* **WORK REQUIRED**
Count every line in the data below where the word "looks" appears, then state only that count.

* **LISTED RECORDS**
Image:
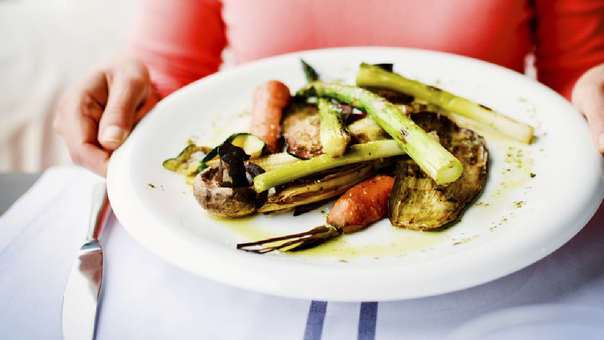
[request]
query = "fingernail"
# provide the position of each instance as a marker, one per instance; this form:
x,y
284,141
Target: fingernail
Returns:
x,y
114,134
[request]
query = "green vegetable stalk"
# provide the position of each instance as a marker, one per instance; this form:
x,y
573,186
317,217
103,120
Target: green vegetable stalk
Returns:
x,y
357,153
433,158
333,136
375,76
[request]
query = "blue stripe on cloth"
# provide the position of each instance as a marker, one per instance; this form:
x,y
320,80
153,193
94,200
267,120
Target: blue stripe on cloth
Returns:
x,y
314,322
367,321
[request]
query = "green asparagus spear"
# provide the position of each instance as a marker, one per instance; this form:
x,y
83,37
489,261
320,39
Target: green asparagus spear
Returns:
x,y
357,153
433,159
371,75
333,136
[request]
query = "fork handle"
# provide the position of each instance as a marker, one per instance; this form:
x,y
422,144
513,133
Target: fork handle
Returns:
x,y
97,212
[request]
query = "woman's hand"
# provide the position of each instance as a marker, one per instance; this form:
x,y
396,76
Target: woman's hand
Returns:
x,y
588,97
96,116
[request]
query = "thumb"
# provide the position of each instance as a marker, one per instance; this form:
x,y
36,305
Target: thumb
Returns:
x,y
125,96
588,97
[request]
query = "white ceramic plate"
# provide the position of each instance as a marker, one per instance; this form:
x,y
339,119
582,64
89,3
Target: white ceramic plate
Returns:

---

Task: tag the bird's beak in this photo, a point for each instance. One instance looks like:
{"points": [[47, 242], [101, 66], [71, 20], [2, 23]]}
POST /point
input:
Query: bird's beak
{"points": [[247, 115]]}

---

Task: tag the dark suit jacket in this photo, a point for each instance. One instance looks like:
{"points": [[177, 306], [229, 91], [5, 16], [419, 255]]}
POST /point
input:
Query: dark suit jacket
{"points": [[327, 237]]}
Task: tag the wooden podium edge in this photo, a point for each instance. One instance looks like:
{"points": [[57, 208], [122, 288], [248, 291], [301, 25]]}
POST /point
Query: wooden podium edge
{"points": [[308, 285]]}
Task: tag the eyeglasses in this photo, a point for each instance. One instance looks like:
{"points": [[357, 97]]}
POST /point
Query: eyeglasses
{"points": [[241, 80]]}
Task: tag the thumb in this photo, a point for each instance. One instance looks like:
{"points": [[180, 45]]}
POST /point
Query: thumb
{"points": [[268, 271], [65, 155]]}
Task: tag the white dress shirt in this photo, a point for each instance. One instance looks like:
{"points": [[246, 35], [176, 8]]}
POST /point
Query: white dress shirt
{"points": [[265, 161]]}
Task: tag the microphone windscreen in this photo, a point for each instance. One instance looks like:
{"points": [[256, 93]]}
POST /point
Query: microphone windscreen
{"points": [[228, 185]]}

* **SOLUTION BELOW**
7